### EXERCISE
From first line to last, the records below are to be duplicated exactly.

### DATA LISTING
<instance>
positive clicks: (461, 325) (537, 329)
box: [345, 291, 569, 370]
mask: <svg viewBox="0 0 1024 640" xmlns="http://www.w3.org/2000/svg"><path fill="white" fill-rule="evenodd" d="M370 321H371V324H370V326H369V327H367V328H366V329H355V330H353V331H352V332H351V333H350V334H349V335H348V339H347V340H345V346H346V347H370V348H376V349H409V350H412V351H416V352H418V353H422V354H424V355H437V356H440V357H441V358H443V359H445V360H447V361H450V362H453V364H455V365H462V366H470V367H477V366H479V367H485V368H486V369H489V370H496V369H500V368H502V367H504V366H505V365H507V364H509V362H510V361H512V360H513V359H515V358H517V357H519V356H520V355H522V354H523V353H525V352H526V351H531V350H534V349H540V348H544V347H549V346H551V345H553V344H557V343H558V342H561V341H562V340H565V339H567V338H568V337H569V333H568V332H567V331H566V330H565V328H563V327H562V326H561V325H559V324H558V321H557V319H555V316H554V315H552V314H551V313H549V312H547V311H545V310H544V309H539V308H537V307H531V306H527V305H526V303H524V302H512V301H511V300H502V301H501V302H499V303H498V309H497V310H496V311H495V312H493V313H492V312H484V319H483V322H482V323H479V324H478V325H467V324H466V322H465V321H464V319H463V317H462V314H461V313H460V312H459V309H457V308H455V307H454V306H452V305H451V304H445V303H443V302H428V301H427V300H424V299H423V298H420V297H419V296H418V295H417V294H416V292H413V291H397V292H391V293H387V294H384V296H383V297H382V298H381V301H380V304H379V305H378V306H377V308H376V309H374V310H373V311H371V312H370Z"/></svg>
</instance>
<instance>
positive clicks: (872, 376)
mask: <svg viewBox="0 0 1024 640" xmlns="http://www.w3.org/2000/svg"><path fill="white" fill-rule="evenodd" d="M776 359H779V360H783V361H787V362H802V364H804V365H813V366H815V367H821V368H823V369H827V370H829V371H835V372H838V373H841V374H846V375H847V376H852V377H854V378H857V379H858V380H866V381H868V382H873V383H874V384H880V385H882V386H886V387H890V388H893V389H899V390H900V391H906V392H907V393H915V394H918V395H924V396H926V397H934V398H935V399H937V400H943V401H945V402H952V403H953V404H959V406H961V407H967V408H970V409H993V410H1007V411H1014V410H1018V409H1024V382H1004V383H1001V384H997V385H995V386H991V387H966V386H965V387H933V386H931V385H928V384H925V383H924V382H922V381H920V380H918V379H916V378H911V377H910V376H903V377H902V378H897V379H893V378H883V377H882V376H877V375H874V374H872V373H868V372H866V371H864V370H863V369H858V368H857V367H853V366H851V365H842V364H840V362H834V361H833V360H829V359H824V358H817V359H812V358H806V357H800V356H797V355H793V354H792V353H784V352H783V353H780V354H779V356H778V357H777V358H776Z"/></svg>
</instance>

### FINISHED TASK
<instance>
positive clicks: (461, 325) (537, 329)
box: [345, 291, 569, 370]
mask: <svg viewBox="0 0 1024 640" xmlns="http://www.w3.org/2000/svg"><path fill="white" fill-rule="evenodd" d="M370 321H371V324H370V326H369V327H367V328H366V329H355V330H353V331H352V332H351V333H350V334H349V335H348V339H347V340H345V346H346V347H370V348H376V349H409V350H412V351H416V352H418V353H422V354H424V355H437V356H440V357H441V358H443V359H445V360H447V361H450V362H453V364H455V365H462V366H470V367H477V366H479V367H485V368H486V369H489V370H496V369H500V368H502V367H504V366H505V365H507V364H509V362H510V361H512V360H513V359H515V358H517V357H519V356H520V355H522V354H523V353H525V352H526V351H531V350H534V349H540V348H544V347H549V346H551V345H553V344H557V343H558V342H561V341H562V340H565V339H567V338H568V337H569V333H568V332H567V331H566V330H565V328H563V327H562V326H561V325H559V324H558V321H557V319H555V316H554V315H552V314H551V313H549V312H547V311H545V310H544V309H539V308H537V307H531V306H527V305H526V303H524V302H512V301H511V300H502V301H501V302H499V303H498V309H497V310H496V311H495V312H493V313H492V312H484V319H483V322H482V323H479V324H478V325H467V324H466V322H465V321H464V319H463V317H462V314H461V313H460V312H459V309H457V308H455V307H454V306H452V305H451V304H445V303H443V302H428V301H427V300H424V299H423V298H420V297H419V296H418V295H417V294H416V292H413V291H397V292H391V293H387V294H384V296H383V297H382V298H381V301H380V304H379V305H378V306H377V308H376V309H374V310H373V311H371V312H370Z"/></svg>
</instance>
<instance>
positive clicks: (872, 376)
mask: <svg viewBox="0 0 1024 640" xmlns="http://www.w3.org/2000/svg"><path fill="white" fill-rule="evenodd" d="M776 359H779V360H783V361H787V362H802V364H804V365H813V366H815V367H821V368H823V369H827V370H829V371H835V372H838V373H841V374H846V375H847V376H852V377H854V378H857V379H858V380H866V381H868V382H873V383H874V384H880V385H882V386H886V387H890V388H893V389H899V390H900V391H906V392H907V393H915V394H918V395H924V396H926V397H934V398H935V399H937V400H943V401H945V402H952V403H953V404H959V406H961V407H967V408H970V409H993V410H1007V411H1014V410H1018V409H1024V382H1004V383H1001V384H997V385H995V386H991V387H966V386H965V387H933V386H931V385H928V384H925V383H924V382H922V381H920V380H918V379H916V378H911V377H910V376H903V377H902V378H897V379H893V378H883V377H882V376H877V375H874V374H872V373H868V372H866V371H864V370H863V369H858V368H857V367H853V366H851V365H842V364H840V362H834V361H833V360H829V359H824V358H817V359H812V358H806V357H800V356H797V355H793V354H792V353H784V352H783V353H780V354H779V356H778V357H777V358H776Z"/></svg>
</instance>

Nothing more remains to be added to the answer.